● **RECORDS SHOWN**:
=-=-=

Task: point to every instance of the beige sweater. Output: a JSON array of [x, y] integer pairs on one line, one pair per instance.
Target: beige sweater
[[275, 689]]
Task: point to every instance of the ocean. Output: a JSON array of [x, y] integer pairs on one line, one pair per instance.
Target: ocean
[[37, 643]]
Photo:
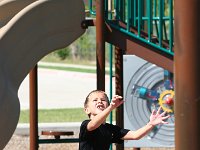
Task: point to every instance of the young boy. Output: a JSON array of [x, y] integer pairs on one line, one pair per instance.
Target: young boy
[[96, 134]]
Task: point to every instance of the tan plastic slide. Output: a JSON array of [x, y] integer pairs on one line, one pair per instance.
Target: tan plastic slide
[[31, 30]]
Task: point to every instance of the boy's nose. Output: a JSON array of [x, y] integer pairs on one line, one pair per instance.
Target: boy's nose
[[99, 101]]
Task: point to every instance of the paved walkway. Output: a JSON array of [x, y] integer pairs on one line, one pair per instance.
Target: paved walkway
[[60, 89]]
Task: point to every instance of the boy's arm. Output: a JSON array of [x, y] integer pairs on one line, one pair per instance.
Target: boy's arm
[[101, 117], [138, 134], [155, 119]]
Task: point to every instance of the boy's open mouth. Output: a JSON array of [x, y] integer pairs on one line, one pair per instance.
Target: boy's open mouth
[[101, 107]]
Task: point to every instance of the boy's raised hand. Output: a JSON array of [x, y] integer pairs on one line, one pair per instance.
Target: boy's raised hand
[[116, 101], [158, 118]]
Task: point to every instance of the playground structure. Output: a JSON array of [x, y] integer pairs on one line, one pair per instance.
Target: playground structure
[[35, 28]]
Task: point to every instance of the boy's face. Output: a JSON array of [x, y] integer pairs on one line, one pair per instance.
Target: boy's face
[[96, 104]]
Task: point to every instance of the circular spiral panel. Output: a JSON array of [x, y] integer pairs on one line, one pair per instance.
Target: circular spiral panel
[[150, 76]]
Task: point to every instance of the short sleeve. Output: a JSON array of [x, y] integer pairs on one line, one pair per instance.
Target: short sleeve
[[83, 129], [118, 133]]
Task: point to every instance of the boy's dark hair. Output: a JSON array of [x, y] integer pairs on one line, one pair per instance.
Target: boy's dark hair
[[95, 91]]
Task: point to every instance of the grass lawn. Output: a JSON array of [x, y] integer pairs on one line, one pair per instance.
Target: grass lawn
[[56, 115]]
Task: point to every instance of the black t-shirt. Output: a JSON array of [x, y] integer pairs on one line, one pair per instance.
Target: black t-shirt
[[100, 138]]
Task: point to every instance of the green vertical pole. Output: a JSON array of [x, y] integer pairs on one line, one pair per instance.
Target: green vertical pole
[[171, 23]]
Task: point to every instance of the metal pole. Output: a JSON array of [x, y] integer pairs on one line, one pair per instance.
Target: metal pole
[[33, 109], [100, 44], [187, 75], [119, 89]]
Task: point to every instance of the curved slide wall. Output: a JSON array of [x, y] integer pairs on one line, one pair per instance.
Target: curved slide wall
[[38, 29], [8, 8]]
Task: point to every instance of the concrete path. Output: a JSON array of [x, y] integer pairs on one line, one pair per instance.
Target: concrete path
[[60, 89]]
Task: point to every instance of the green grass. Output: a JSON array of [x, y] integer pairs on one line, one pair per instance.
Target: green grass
[[56, 115]]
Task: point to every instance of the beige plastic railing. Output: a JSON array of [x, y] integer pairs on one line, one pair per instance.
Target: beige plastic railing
[[29, 34]]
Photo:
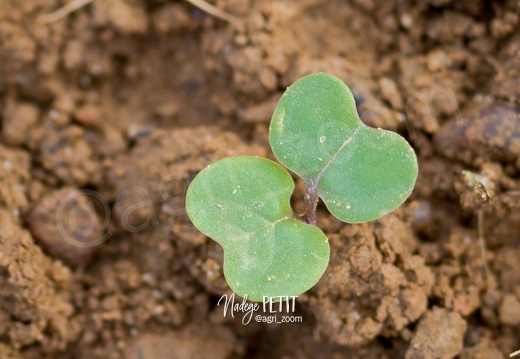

=-=-=

● **TASK DESCRIPTION**:
Output each entry shown above exactly as it stands, with all pictures removed.

● **SOLUTION TO THIS TASK**:
Task: point to every instance of the beige sweater. Output: a JSON array of [x, y] integer pairs on one line, one pair per instance.
Target: beige sweater
[[275, 689]]
Task: point to every instance of the ocean. Output: a JSON array of [x, y] integer pairs on one line, one pair per instance.
Target: ocean
[[37, 643]]
Photo:
Task: point to every instance of the young boy. Output: a JSON array of [x, y] integer pairs on one line, one pair per instance.
Target: young boy
[[96, 134]]
Task: point to every instance of the tan plastic slide. Output: a JSON array of [x, y] integer pairs on one line, one pair per instance.
Target: tan plastic slide
[[31, 30]]
Task: point to every instance of the boy's nose. Output: a JSON array of [x, y] integer pairs on one line, one pair per instance.
Target: boy's nose
[[99, 101]]
Task: point to every instance of the paved walkway. Output: a JSON array of [x, y] integer pairs on one line, one pair per instance.
Target: paved walkway
[[60, 89]]
Task: point to every instance of the boy's arm. Output: a JSON array of [x, y] integer pairs on one line, one pair per instance.
Target: boy's arm
[[101, 117], [138, 134], [155, 119]]
Task: point to every instance of the boy's open mouth. Output: a JSON array of [x, y] integer pairs on one line, one pair per instance.
Target: boy's open mouth
[[101, 107]]
Task: point to every instance of the boy's raised hand. Output: a JSON array of [x, y] integer pairs on one line, one pair per instance.
Target: boy's raised hand
[[116, 101], [158, 118]]
Task: point to every instance of the playground structure. Output: a JSON array of [x, y] integer pairs on one line, one pair per instance.
Target: playground structure
[[35, 28]]
Task: point to every instance of the boy's face. Output: a JSON array of [x, y] integer pairs on one line, one pair per instance.
Target: boy's face
[[96, 104]]
Task: point to every instance of the circular spiral panel. Output: a JSON array of [x, y] integer pairs on one line, one pair per instance.
Target: circular spiral panel
[[150, 76]]
Task: point to every instance of the short sleeve. Output: a JSON array of [x, y] integer pairs on one line, one pair per instance.
Target: short sleeve
[[83, 129], [118, 133]]
Task: point to every instance of the boy's dark hair. Output: a JSON array of [x, y] integer pairs on one line, one pair per instance.
Target: boy's dark hair
[[95, 91]]
Task: point to every instance of the grass lawn. Output: a JSON array of [x, y] integer pairs on one line, one pair per instance.
Target: grass lawn
[[56, 115]]
Task: point to every instance of the black t-shirt. Output: a JSON array of [x, y] integer pairs on one line, one pair per instance.
Target: black t-shirt
[[100, 138]]
Task: point to every instance of the green vertical pole. Output: a JSON array of [x, y] integer pairs on one line, one pair per instance.
Target: green vertical pole
[[171, 23]]
Task: point to every instance of the metal pole. Output: a JSON array of [x, y] integer pairs on one line, one pair per instance.
Target: metal pole
[[33, 109], [100, 44], [187, 75], [119, 89]]
Task: point to every instance of the curved slide wall. Output: a JSON array of [x, y] integer pairs on one line, one pair per instance.
Target: curved slide wall
[[38, 29], [8, 8]]
Task: point to every instance of the concrete path. Output: a JSON array of [x, y] integer pairs on one line, one pair per instance.
Target: concrete path
[[60, 89]]
Task: point to every instance of the green grass. Output: a JSON array of [x, y] integer pairs on one line, one pair per instance.
Target: green grass
[[56, 115]]
Task: point to every instance of the beige plastic railing. Output: a JSON array of [x, y] integer pairs on one line, one pair per instance.
Target: beige plastic railing
[[29, 34]]
Photo:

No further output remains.